# DOKUMENTAUSZUG
«Die Leute möchten immer wissen, woran ich forsche», sagt von Gunten schmunzelnd. «Aber das ändert sich sofort, wenn ich beginne ins Detail zu gehen.» Nach Abschluss des Diplom-Studiengangs Chemie an der ETH Zürich baute sich von Gunten einen Ruf als internationale Koryphäe im Bereich der Wasseraufbereitung auf. Er arbeitete an der Entwicklung von Oxidationsund Desinfektionsprozessen mit, die heutzutage in der Trinkwassergewinnung und in der Abwasserbehandlung als Standardverfahren gelten. Mit seinen Forschungsschwerpunkten steht er eindeutig auf der «richtigen Seite» der Wissenschaft: Auch wenn wir den unbeschränkten Zugang zu Trinkwasser in vielen Teilen der Welt als selbstverständlich erachten, müssen die Verfahren, die Wasser zu Trinkwasser machen, noch weiter verbessert werden.
Sieht man sich die lange Liste an Auszeichnungen und Errungenschaften von Guntens an, wird einem die Reichweite seiner Arbeit bewusst. 2022 fand sich sein Name auf der Liste der «Highly Cited Researchers» aufgrund seiner Forschung zur Wasseroxidation, die heute als Standard in diesem Gebiet gilt. Im selben Jahr wurde er ausserdem bei einer Zeremonie, die mit der Oscar-Verleihung vergleichbar ist, mit dem «Award for Creative Advances in Environmental Science and Technology» der American Chemical Society ausgezeichnet. Damit ist er erst der dritte nicht US-amerikanische Wissenschaftler mit dieser Auszeichnung. Im Januar 2023 war er auf der Titelseite der Fachzeitschrift Environmental Science and Technology. Im November letzten Jahres veröffentlichte dasselbe Magazin eine Spezialausgabe, die seiner Karriere gewidmet war.
Dieses Jahr wird von Gunten und sechs weiteren Forschenden der Sandmeyer Preis der Schweizerischen Chemischen Gesellschaft für «die Entwicklung einer erweiterten Abwasserbehandlung zum Abbau von Mikroverunreinigungen mit Ozon» verliehen. Im Januar 2024 veröffentlichte die Fachzeitschrift Water Research von Guntens Beitrag mit dem Titel «Oxidation Processes and Me», in dem er die wichtigsten Aspekte seiner Forschungsarbeiten zusammenfasst. Mit einem Augenzwinkern, erklärt von Gunten, dass der Titel dieses Beitrags nicht von ihm selbst, sondern von der Zeitschrift gewählt wurde. Trotz all seiner Erfolge, nimmt er sich selbst nicht allzu ernst.
Von Guntens Bescheidenheit ist wohl darauf zurück zu führen, dass er denkt in seiner Laufbahn viel Glück gehabt zu haben - als ob die Planeten genau in den wichtigsten Momenten seines Lebens zufällig richtig gestanden wären. Immer wieder betont er wie wichtig Teamwork und Zusammenarbeit für eine erfolgreiche, relevante Forschung sind.

# DATEN
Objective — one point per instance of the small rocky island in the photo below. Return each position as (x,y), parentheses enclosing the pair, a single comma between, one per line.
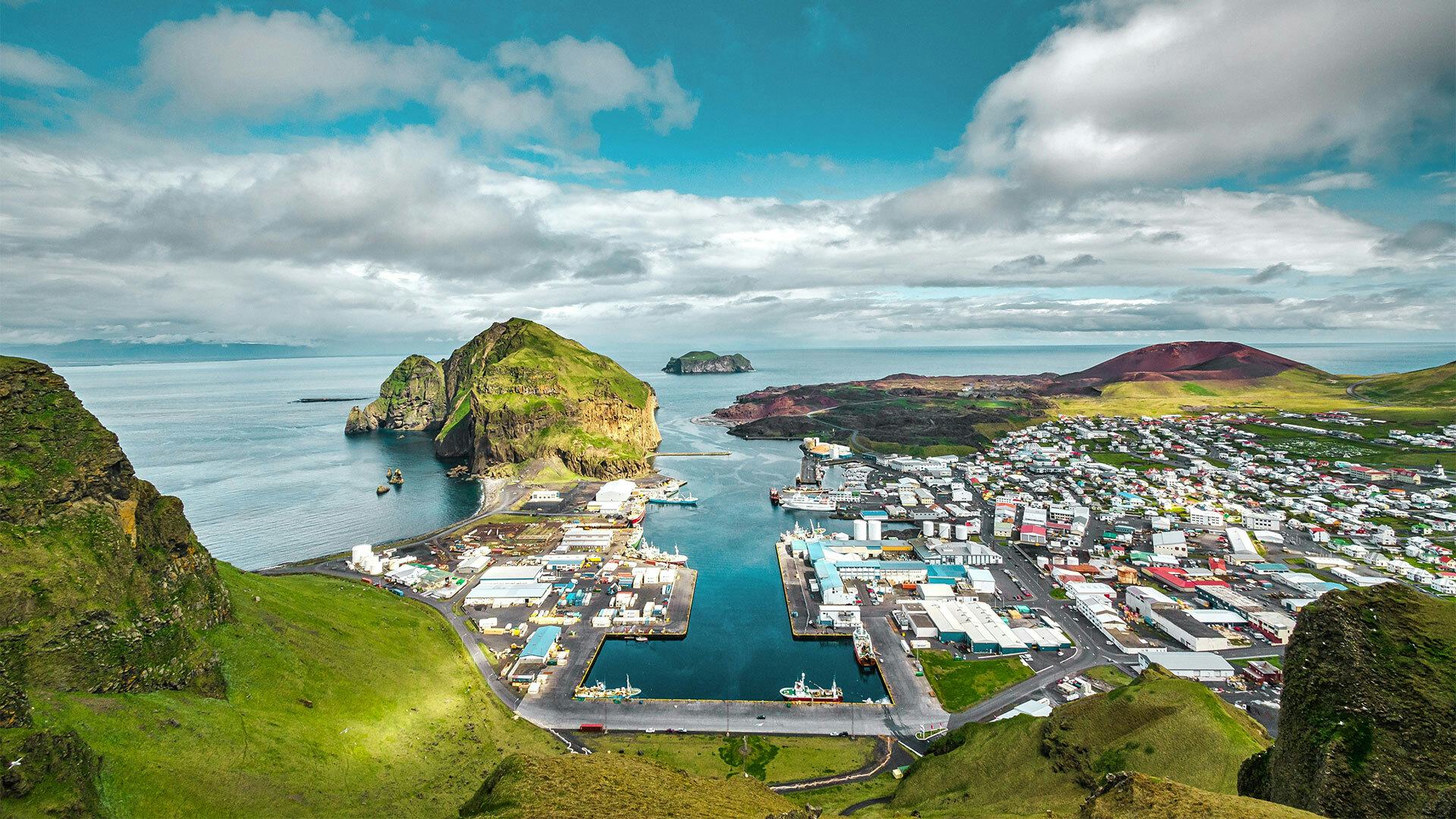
(520,392)
(702,362)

# ZU ERLEDIGEN
**A)** Zitiere aus dem Text über von Gunten die Passage von „Von Guntens Bescheidenheit“ bis „relevante Forschung sind.“.
**B)** Schreibe den Text über von Gunten im Anschluss an seinen letzten Satz weiter.

# ERGEBNISSE PRO AUFGABE
**A)**
Von Guntens Bescheidenheit ist wohl darauf zurück zu führen, dass er denkt in seiner Laufbahn viel Glück gehabt zu haben - als ob die Planeten genau in den wichtigsten Momenten seines Lebens zufällig richtig gestanden wären. Immer wieder betont er wie wichtig Teamwork und Zusammenarbeit für eine erfolgreiche, relevante Forschung sind.

**B)**
Ein Jahr vor seinem Ruhestand empfindet von Gunten eine tiefe Dankbarkeit gegenüber seinen Mentoren und seiner Familie, aber auch der Schweizer Bevölkerung. Denn dank ihrer Unterstützung konnte er den Grossteil seiner Arbeitszeit der Forschung widmen und mit seinen Ergebnissen letztendlich zum Wohl der Gesellschaft beitragen. Insgesamt beschreibt er seine Karriere als ein grosses «Privileg».
Ein ambitionierter Student
Von Gunten, gebürtiger Berner und Sohn eines Professors für Radiochemie, entschied sich nach seinem Diplom an der ETH Zürich Anfang der 80er-Jahre gegen eine Karriere in der Arzneimittelentwicklung oder synthetischen Chemie. Stattdessen begann er sein Doktorat an der ETH Zürich. Nachdem er sein Doktorat 1989 mit der Arbeit zum Thema «Eisenkreislauf in Seen» abgeschlossen hatte, trat er eine zweijährige Postdoc-Stelle bei der Eawag an, bei der er biogeochemische Prozesse während der Uferfiltration erforschte. Beide Themen waren eng mit einem Forschungsfeld verbunden, das immer mehr an Bedeutung gewann und sich schliesslich zu einem wichtigen Forschungsfeld in den Umweltund Ingenieurswissenschaften entwickelte.Während seiner Zeit bei der Eawag traf von Gunten auf Professor Jürg Hoigné, einen der führenden Forscher in der oxidativen Wasseraufbereitung, der schliesslich zu seinem Mentor wurde. «Ich war begeistert», sagt er. «Ich konnte weiter als Chemiker arbeiten und meine Forschung gleichzeitig im Bereich Abwasserbehandlung und für die Sicherstellung von Trinkwasser anwenden. Ich hatte das Gefühl, endlich da zu sein, wo ich hingehöre.»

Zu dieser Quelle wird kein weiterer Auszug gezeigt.